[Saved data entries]
--*--

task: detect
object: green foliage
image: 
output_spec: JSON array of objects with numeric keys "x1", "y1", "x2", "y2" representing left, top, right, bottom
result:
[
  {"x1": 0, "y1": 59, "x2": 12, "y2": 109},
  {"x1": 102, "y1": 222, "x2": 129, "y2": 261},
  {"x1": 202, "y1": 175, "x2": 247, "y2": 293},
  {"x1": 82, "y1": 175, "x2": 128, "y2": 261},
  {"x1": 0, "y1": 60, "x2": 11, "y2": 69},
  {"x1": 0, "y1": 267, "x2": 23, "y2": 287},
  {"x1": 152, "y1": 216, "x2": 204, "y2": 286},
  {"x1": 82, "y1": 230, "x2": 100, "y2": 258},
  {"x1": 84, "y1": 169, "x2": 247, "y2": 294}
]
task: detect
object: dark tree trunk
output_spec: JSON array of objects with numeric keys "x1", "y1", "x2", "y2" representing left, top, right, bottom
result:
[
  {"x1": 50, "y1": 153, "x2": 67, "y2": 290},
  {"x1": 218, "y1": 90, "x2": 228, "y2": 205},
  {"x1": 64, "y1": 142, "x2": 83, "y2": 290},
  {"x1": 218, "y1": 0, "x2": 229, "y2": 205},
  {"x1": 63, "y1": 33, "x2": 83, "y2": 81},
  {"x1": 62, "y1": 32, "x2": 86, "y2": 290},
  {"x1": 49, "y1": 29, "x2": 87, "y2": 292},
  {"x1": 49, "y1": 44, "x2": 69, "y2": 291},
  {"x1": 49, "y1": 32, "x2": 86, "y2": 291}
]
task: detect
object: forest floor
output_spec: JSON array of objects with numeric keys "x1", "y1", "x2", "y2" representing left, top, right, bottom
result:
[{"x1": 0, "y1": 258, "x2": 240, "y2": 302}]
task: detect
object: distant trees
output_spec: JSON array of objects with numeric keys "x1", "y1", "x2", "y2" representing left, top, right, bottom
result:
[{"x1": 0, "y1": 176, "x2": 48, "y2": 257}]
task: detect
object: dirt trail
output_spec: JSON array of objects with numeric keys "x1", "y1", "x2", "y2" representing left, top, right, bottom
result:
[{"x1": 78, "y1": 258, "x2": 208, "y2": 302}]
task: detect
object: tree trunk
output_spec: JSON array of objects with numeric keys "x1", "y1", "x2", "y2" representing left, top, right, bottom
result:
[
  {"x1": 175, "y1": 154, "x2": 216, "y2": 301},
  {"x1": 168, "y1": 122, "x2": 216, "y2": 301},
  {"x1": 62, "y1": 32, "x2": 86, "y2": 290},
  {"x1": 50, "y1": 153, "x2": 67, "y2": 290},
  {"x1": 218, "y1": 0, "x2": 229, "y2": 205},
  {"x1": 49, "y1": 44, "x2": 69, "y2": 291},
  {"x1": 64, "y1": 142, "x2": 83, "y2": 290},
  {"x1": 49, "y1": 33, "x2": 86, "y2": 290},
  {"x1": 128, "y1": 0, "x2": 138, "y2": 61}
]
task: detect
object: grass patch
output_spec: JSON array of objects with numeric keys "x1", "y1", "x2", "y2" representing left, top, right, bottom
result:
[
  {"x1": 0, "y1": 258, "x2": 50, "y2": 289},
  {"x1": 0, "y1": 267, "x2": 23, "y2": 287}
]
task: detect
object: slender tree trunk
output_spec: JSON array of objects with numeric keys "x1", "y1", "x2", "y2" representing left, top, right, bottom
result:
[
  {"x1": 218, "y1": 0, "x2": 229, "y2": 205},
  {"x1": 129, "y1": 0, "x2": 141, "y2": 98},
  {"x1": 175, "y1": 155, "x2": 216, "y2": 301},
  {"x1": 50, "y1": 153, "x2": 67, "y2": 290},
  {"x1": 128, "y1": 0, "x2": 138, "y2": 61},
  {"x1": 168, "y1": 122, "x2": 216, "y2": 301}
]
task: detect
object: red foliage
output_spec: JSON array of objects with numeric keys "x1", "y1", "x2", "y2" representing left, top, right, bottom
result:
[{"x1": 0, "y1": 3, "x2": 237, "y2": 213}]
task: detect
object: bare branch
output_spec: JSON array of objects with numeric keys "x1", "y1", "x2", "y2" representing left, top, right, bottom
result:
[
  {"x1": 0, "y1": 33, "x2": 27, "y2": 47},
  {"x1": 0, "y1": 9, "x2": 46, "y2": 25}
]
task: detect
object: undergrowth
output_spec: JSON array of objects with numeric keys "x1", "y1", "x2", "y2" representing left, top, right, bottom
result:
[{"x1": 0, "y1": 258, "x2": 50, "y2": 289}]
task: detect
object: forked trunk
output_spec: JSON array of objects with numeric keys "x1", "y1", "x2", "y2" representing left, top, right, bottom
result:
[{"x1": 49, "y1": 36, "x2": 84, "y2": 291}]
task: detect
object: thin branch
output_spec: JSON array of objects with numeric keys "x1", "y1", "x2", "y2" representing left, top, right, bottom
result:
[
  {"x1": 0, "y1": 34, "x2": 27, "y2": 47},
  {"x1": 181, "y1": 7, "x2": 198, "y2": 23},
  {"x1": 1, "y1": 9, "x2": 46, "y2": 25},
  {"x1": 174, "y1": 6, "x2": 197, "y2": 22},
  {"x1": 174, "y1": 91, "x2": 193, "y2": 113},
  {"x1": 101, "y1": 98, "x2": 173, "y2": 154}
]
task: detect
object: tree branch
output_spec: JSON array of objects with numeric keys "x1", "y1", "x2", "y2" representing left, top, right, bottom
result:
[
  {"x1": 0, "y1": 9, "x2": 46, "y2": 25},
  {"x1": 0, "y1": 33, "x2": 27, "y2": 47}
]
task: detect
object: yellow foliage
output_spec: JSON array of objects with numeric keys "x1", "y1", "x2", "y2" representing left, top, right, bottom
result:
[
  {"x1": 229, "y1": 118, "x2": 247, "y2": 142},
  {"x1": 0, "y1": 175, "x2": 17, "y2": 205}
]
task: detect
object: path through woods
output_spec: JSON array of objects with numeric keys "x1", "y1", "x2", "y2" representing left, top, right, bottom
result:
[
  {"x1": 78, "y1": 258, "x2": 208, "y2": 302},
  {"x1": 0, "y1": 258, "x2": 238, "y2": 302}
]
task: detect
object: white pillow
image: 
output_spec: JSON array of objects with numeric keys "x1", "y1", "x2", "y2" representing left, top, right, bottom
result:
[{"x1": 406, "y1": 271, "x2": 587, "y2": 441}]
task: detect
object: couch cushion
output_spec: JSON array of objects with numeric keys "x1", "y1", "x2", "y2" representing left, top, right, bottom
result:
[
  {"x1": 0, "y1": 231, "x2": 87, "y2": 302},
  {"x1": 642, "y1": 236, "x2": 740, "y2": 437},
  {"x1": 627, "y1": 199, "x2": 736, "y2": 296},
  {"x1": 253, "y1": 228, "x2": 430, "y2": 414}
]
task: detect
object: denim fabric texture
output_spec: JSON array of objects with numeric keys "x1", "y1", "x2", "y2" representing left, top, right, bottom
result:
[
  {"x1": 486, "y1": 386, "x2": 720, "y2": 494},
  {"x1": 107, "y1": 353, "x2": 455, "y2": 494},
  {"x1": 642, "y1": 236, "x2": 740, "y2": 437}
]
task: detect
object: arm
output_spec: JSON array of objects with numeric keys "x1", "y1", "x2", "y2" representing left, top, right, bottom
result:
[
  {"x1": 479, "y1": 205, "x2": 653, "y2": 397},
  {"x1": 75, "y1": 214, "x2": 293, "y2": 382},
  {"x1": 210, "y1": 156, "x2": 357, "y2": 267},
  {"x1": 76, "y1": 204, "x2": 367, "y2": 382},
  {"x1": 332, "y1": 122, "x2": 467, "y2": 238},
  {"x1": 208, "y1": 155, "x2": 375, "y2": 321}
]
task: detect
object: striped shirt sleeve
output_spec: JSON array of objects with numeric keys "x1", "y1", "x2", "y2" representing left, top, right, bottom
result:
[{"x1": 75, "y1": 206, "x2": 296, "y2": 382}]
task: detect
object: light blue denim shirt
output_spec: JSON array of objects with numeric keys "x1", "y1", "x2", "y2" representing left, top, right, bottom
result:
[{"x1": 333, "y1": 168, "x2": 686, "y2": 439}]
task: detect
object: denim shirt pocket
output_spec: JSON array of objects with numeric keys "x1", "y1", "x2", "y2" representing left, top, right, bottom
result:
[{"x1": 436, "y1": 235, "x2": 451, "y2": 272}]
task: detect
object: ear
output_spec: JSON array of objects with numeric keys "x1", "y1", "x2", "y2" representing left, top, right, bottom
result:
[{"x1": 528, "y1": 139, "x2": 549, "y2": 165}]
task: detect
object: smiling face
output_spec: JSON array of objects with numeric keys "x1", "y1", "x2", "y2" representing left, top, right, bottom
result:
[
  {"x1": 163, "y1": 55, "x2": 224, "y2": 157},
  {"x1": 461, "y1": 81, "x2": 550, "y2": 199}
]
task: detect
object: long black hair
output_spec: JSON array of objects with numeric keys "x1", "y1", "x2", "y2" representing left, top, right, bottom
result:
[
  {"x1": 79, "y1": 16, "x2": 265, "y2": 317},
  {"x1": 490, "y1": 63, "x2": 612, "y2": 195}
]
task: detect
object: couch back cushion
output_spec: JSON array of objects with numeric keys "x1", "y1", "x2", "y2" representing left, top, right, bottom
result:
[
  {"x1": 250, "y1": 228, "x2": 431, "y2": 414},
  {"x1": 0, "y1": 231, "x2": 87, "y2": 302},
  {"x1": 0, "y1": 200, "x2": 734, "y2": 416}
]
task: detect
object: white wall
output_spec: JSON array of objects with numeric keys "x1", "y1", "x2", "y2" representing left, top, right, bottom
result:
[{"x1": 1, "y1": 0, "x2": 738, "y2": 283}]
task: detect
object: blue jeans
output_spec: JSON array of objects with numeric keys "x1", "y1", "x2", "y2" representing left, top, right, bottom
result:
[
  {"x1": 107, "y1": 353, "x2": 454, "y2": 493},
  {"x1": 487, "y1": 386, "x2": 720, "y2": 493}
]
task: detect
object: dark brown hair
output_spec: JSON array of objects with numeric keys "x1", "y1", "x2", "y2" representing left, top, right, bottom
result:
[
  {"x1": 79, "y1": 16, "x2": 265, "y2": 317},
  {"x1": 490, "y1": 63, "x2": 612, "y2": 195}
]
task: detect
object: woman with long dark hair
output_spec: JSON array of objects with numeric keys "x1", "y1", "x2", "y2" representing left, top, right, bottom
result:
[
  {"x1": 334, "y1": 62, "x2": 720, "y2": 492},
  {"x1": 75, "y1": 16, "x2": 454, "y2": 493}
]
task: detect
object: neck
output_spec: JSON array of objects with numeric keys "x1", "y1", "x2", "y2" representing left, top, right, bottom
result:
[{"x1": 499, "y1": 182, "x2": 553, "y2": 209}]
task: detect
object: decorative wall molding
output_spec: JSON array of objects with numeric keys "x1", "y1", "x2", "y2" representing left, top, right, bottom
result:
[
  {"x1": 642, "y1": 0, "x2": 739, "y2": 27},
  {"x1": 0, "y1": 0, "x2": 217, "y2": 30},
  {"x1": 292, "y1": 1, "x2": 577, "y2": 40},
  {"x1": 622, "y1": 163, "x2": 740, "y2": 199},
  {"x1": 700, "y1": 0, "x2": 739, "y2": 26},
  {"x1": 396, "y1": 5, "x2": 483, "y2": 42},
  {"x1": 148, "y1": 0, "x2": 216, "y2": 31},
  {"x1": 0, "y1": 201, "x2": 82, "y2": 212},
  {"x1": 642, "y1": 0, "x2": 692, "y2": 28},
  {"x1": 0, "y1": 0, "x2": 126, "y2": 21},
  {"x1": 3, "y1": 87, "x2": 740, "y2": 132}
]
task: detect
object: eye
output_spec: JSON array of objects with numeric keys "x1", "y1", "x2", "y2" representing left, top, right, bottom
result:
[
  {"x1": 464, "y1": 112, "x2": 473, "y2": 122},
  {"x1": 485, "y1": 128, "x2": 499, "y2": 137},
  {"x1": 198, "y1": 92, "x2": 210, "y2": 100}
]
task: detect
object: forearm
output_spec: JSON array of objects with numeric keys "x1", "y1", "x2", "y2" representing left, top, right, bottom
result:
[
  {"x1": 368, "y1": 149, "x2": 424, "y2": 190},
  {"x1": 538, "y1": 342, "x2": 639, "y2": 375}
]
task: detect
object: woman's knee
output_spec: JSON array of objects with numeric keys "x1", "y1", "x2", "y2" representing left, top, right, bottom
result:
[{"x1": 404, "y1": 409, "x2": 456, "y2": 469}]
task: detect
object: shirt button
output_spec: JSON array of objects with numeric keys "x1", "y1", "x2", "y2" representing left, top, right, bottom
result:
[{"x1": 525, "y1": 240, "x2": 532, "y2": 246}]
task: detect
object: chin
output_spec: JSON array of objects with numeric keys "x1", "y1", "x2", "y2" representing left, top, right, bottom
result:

--*--

### Exercise objective
In restating the data, begin at its first line, reproduce each line word for word, and conclude with the line that contains "object: dark tree trunk".

### Your response
task: detect
object: green foliage
image: 
output_spec: JSON array of objects with numeric keys "x1", "y1", "x2", "y2" representing left, top, right, bottom
result:
[
  {"x1": 0, "y1": 59, "x2": 12, "y2": 109},
  {"x1": 102, "y1": 222, "x2": 129, "y2": 261},
  {"x1": 202, "y1": 175, "x2": 247, "y2": 293},
  {"x1": 82, "y1": 175, "x2": 128, "y2": 261},
  {"x1": 0, "y1": 60, "x2": 11, "y2": 69},
  {"x1": 0, "y1": 267, "x2": 23, "y2": 287},
  {"x1": 152, "y1": 216, "x2": 204, "y2": 286},
  {"x1": 82, "y1": 230, "x2": 100, "y2": 258},
  {"x1": 84, "y1": 169, "x2": 247, "y2": 294}
]
task: detect
object: dark tree trunk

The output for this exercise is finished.